[[ PASSAGE FOR REVIEW open ]]

And then there were the choices I made after he died. Some of them were survivable mistakes; grief makes you do strange things. But some of them were bigger than that. I made decisions I'm not proud of, decisions that didn't honor Robert's memory or the life we'd built. I was lost, and I acted like it.
And then I married David. He is good and kind and exactly who I needed. Our marriage is happy. Genuinely, deeply happy. But for a long time, I felt guilty about that too. Like being happy with someone else meant I hadn't loved Robert enough or didn’t love him anymore. Like moving forward was a betrayal.
Faith tells me none of that is true. I prayed for someone like David, and I was specific. God did not disappoint. Time has proven that loving David doesn't diminish what I had with Robert. But guilt doesn't operate on logic. It sits in your chest and whispers at night, and sometimes it shows up in your dreams as a husband who won't look at you.
I don't know enough about dream interpretation to say this with certainty, but I think those early dreams were my mind trying to process what I couldn't say out loud. Robert being back but distant, unreachable, unable to answer my questions - that tracks. I had questions I'd never get answers to. I had regrets I couldn't undo. And I had given away his clothes, literally and metaphorically. I'd moved on before I'd made peace with leaving.
The panic in those dreams was real panic. The kind that comes from knowing you've done something irreversible and you can't explain yourself, can't make it right, can't go back.
But the dreams where my dad showed up laughing, like his return was obvious and expected? Those were different. I didn't carry the same guilt with my dad. I hadn't made end-of-life decisions for him. I hadn't scrambled to rebuild my life in ways I later regretted. My dad's death was different. We were all there with him. We knew he was walking into heaven. So he showed up in dreams the way he showed up in life - easy, unbothered, part of the family.
Robert's dreams took longer to settle.

[[ PASSAGE FOR REVIEW closed ]]
[[ EXTRACTED INFORMATION open ]]

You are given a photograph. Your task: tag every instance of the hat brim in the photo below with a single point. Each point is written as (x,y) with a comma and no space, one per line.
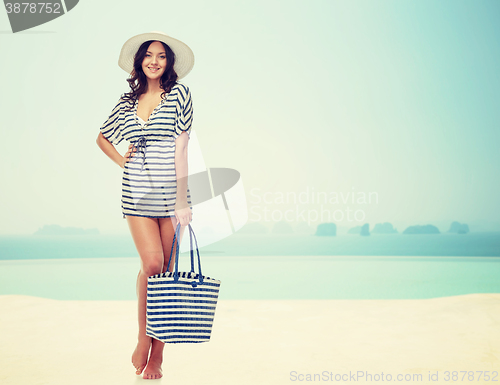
(184,57)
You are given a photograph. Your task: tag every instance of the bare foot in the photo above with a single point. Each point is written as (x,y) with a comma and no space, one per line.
(153,370)
(141,353)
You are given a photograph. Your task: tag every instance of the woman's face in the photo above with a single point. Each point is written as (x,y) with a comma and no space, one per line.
(155,61)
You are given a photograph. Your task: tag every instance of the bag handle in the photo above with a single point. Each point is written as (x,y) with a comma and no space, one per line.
(176,269)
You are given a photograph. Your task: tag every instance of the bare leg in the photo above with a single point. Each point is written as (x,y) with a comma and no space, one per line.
(146,235)
(167,230)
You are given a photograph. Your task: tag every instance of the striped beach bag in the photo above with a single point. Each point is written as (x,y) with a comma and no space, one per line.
(181,305)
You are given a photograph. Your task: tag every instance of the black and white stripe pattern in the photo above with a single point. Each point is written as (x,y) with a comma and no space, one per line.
(178,312)
(149,184)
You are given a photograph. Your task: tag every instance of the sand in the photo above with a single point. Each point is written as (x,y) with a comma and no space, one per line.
(44,341)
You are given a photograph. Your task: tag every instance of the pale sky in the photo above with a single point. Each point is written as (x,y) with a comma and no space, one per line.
(394,98)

[[ EXTRACTED INFORMATION closed ]]

(WORK TO COMPLETE): Could you retype, word for word, the part of the grief and dreams passage above that runs from "Faith tells me" up to and including "look at you."?

(REPLY):
Faith tells me none of that is true. I prayed for someone like David, and I was specific. God did not disappoint. Time has proven that loving David doesn't diminish what I had with Robert. But guilt doesn't operate on logic. It sits in your chest and whispers at night, and sometimes it shows up in your dreams as a husband who won't look at you.